Фрагмент текста.
Восхищается, восторгается, так как видит, что писатель не приспосабливается к банальным нормам дозволенного и не дозволенного на сцене, а предлагает свое. Это свое не заимствовано, не взято на прокат, а создано заново во имя правды, безусловной и честной.

«Техника комедии виртуозна. Завязка, которой лучшие драматурги мира вынуждены отдавать несколько сцен, в “Ревизоре” смело исчерпывается одной первой фразой: “Я пригласил вас, господа, для того, чтобы сообщить вам пренеприятное известие: к нам едет ревизор”.

Страх. Вот движущая сила дальнейших событий, основанных на познании человеческих слабостей и прегрешений.

В конце одна реплика жандарма производит “действие удара”, одна эта реплика служит развязкой. А страх в немой сцене финала доходит до высшего напряжения. Такой финал, говорит Немирович-Данченко, — одно из самых замечательных явлений сценической литературы.

Сценичность “Ревизора” открыта Гоголем-человеком, усвоившим, что театр “ничуть не безделица и вовсе не пустая вещь”; писателем, доводящем социальные и нравственные вопросы до дерзких обобщений»[69].

{40} В медленном, спокойном течении первых сцен «Ревизора», в острых зарисовках быта Немирович-Данченко видит не слабую технику драмы, а принцип подробного повествования.

Поспешность здесь излишня. Гоголь умышленно сдерживает темперамент, так как спокойствие соответствует застою провинциальной жизни русского городка. Потом он дает волю стремительности, гиперболе, неожиданностям, гениальным по своей простоте и естественности. Оставлять действующих лиц «в покое бытовых подробностей» уже нельзя.

Эпическое трансформируется в острокомедийное, сатирическое; повествовательность воспринимается как поворот интриги; толчки сюжета, взрывы, кульминация не привносятся извне: «Гоголь находит сценическое движение в неожиданностях, которые проявляются в самих характерах». Человеческие слабости я прегрешения — «безобразный душевный… город» — дают ему материал для сценического развития фабулы.

Задания для работы.
- 1) Что, согласно тексту о «Ревизоре», служит развязкой комедии?
- 2) Перепишите из текста о «Ревизоре» отрывок от слов «Страх. Вот движущая» до слов «явлений сценической литературы.» включительно.

[Записи разметки фигур]
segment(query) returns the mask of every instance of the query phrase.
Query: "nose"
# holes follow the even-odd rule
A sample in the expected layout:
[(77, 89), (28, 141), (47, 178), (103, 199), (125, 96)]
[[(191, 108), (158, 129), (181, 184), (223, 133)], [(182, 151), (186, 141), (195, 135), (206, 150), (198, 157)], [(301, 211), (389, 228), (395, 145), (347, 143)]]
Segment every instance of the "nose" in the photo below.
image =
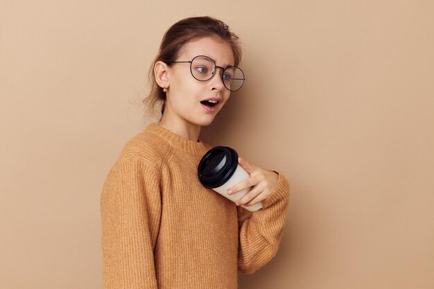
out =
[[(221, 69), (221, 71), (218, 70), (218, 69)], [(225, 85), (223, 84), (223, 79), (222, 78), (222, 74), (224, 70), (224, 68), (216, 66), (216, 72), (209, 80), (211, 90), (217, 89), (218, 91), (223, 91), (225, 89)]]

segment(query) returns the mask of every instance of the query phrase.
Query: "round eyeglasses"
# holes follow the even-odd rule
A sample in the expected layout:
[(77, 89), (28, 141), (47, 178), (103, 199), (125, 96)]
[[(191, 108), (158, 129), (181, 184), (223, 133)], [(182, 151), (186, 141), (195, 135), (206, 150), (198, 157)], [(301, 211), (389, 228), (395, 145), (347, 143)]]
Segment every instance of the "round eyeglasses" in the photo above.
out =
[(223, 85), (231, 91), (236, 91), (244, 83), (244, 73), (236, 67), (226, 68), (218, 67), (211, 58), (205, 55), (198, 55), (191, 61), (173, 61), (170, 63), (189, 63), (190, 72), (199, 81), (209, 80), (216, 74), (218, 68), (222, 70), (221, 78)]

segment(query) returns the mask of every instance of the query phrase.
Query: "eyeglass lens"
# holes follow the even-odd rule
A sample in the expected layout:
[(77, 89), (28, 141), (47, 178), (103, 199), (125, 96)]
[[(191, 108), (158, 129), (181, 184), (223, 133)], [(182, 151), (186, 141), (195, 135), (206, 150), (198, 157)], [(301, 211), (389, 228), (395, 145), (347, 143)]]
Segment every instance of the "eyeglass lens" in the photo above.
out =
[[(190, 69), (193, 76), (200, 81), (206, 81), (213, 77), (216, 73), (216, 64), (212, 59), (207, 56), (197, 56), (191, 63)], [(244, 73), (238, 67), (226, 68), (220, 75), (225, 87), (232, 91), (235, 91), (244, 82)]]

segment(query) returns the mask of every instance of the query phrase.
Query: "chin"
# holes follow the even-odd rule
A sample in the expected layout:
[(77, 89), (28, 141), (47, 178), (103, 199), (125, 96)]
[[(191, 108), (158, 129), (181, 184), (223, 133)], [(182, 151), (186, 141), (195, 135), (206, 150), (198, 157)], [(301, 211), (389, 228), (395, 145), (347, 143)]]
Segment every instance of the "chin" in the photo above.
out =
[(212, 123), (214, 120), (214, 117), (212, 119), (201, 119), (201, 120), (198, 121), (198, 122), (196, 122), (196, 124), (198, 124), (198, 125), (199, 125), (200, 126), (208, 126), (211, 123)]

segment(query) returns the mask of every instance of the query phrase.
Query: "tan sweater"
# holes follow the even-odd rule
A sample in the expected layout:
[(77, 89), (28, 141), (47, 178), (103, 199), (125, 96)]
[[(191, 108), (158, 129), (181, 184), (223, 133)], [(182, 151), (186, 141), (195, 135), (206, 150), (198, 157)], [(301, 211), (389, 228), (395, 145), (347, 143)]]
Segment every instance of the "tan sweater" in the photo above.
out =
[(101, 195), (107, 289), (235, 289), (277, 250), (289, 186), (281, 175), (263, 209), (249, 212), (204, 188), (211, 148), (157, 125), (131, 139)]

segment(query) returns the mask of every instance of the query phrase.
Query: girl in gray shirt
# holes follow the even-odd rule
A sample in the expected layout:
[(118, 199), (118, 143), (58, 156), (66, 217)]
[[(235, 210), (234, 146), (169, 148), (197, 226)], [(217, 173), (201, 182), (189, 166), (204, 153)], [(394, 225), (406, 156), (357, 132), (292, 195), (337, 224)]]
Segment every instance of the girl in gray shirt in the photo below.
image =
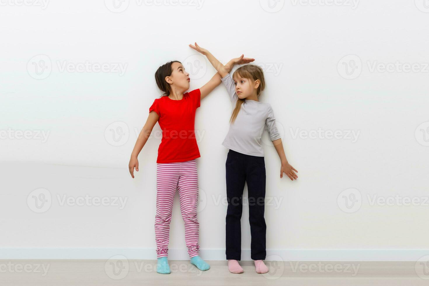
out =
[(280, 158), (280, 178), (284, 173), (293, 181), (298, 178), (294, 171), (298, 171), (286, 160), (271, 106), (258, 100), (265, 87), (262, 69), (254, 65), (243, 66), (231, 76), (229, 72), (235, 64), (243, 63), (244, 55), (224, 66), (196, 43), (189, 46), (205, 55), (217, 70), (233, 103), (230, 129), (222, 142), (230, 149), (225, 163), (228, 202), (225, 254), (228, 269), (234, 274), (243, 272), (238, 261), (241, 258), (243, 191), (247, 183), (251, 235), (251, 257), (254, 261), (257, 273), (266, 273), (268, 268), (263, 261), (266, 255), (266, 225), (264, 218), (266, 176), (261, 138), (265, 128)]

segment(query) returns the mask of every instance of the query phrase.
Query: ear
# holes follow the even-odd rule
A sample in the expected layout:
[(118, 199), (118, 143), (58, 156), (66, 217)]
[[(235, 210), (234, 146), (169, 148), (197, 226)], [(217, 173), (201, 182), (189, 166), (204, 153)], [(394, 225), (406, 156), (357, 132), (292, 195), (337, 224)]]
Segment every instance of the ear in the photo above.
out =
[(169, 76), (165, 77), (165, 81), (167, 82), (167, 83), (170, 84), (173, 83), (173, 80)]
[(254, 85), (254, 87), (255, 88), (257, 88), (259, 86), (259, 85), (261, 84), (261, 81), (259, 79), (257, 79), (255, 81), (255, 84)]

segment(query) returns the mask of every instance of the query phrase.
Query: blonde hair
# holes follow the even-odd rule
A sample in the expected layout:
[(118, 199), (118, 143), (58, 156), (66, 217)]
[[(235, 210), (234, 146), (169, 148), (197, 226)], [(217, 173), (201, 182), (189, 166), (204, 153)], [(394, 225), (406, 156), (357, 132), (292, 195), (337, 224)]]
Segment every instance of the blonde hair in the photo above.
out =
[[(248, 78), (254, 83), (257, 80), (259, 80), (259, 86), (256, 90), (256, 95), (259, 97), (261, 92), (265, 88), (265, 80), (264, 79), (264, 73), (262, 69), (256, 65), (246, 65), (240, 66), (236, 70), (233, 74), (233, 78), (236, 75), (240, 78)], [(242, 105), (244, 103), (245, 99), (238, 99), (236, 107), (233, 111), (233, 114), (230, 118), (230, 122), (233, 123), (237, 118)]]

--

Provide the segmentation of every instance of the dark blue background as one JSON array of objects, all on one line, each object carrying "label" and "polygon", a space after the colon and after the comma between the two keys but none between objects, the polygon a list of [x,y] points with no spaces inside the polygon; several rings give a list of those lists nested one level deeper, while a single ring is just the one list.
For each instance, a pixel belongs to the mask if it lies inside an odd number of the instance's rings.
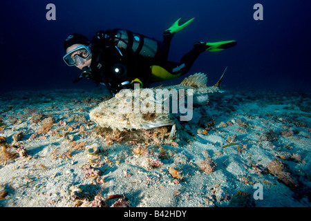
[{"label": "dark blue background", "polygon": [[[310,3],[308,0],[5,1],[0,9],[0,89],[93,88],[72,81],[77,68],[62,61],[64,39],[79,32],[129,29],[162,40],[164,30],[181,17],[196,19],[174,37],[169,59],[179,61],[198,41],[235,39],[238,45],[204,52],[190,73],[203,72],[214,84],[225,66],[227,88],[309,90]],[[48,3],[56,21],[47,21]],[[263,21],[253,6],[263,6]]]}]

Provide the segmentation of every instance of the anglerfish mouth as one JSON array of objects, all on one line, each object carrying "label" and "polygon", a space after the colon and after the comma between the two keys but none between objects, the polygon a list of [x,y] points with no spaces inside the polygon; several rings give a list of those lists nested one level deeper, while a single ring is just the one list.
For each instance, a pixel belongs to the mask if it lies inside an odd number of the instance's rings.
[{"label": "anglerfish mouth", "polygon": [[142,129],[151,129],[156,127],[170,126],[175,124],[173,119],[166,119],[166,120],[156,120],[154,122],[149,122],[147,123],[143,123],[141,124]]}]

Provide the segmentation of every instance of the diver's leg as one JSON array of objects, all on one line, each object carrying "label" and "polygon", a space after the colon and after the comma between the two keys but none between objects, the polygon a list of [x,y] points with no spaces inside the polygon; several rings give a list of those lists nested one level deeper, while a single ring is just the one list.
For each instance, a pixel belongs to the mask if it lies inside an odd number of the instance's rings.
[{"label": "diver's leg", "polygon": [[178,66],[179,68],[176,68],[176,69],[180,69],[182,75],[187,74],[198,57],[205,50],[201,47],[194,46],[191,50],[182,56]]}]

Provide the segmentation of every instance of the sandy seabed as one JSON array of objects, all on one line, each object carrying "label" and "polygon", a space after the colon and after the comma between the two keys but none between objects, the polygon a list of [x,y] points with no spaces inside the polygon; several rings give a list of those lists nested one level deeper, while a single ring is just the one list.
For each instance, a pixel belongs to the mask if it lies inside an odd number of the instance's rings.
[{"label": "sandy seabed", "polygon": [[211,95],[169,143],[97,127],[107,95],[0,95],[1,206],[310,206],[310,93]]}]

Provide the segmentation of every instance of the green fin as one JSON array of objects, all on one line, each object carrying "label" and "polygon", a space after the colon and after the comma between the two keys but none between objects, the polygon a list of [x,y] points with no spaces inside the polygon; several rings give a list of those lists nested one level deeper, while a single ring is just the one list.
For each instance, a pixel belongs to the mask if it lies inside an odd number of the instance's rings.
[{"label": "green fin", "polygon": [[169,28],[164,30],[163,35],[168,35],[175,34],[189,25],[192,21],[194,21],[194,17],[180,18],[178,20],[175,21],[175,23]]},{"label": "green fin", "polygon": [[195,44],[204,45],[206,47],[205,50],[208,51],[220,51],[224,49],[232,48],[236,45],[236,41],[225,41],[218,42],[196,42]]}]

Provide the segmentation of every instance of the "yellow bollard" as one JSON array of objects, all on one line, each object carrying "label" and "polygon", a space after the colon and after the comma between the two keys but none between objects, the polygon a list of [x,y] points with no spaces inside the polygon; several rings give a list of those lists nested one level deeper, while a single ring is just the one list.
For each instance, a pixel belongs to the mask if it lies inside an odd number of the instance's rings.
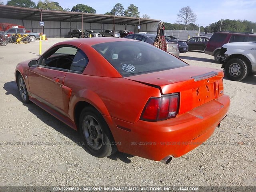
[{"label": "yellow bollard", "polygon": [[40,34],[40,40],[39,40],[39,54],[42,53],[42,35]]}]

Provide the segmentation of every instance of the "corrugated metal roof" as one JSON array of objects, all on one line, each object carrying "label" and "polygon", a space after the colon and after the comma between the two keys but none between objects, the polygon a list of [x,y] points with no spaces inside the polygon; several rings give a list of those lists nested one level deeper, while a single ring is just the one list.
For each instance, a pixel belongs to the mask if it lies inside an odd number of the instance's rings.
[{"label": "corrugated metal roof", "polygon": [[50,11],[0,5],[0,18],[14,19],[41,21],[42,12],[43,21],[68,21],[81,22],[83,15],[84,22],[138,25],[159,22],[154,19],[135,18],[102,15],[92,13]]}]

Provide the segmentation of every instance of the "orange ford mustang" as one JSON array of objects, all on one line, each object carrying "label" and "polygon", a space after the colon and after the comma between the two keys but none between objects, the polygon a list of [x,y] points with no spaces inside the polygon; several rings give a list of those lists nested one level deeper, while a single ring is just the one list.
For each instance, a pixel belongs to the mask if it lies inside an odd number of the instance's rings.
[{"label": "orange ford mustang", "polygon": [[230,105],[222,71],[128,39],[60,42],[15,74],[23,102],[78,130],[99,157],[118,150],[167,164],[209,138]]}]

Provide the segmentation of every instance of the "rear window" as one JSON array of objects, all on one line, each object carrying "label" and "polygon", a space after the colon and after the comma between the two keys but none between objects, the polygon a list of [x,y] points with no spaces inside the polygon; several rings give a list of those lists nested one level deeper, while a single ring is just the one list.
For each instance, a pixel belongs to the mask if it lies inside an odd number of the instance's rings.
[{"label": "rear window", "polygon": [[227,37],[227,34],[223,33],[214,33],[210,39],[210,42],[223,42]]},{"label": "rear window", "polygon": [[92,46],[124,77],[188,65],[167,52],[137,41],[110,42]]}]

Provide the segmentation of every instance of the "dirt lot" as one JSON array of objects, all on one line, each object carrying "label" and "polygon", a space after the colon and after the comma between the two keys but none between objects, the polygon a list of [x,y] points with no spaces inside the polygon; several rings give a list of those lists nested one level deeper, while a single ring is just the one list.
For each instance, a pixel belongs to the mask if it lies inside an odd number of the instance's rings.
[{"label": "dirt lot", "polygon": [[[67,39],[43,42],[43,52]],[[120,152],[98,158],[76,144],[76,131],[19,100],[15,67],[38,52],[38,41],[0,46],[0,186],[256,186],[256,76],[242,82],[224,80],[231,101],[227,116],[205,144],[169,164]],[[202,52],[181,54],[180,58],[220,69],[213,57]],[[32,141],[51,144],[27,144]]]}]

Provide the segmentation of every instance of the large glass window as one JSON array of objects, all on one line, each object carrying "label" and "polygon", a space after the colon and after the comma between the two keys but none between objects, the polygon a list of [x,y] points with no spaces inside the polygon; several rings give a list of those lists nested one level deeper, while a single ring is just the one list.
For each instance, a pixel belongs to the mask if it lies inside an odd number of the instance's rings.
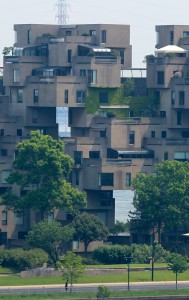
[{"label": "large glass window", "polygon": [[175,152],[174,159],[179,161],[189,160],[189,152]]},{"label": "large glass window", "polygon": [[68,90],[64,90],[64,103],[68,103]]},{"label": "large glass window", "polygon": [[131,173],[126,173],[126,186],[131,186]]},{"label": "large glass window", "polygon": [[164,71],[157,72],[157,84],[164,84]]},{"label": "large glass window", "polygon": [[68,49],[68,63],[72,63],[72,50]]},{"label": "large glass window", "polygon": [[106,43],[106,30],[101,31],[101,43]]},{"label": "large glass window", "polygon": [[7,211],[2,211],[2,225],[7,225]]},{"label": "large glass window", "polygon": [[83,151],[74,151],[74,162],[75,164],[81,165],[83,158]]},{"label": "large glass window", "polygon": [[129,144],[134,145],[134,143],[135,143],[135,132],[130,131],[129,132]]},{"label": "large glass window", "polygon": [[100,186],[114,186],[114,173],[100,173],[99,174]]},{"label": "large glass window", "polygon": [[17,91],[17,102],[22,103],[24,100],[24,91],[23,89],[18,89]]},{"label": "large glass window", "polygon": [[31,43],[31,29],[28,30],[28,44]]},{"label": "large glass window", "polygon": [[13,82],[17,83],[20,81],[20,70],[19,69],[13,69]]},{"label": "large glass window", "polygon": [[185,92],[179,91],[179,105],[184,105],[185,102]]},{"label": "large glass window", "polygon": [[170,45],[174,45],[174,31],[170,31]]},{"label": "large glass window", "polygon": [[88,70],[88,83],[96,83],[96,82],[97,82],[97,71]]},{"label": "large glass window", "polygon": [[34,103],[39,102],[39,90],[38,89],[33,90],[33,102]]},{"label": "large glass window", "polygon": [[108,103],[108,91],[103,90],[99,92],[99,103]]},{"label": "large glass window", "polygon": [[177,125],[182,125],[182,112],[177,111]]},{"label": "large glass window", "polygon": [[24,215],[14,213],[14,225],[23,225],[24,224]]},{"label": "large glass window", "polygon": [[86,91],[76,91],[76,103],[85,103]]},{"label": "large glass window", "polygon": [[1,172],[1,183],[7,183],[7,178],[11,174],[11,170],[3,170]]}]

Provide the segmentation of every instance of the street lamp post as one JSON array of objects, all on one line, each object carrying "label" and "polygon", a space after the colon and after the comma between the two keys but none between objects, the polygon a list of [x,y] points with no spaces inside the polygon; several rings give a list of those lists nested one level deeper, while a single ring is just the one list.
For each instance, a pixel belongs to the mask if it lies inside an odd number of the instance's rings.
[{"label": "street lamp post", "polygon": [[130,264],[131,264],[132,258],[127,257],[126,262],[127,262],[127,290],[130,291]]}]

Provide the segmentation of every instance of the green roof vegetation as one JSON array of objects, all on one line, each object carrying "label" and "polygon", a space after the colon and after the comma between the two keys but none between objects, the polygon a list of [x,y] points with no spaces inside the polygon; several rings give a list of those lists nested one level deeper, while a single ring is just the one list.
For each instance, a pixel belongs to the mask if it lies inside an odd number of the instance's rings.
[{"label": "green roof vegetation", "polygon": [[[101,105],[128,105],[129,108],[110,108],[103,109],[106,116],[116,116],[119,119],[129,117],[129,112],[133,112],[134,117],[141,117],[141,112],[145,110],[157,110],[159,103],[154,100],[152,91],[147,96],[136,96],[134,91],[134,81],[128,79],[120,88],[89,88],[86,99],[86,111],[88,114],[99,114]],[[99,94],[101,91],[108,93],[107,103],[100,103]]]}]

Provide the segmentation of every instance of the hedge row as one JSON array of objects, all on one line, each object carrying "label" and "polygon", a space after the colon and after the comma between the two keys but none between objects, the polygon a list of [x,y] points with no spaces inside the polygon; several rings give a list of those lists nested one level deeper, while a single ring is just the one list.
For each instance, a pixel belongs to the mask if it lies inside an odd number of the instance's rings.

Ответы.
- 1) Развязкой служит одна реплика жандарма.

- 2)
Страх. Вот движущая сила дальнейших событий, основанных на познании человеческих слабостей и прегрешений.

В конце одна реплика жандарма производит “действие удара”, одна эта реплика служит развязкой. А страх в немой сцене финала доходит до высшего напряжения. Такой финал, говорит Немирович-Данченко, — одно из самых замечательных явлений сценической литературы.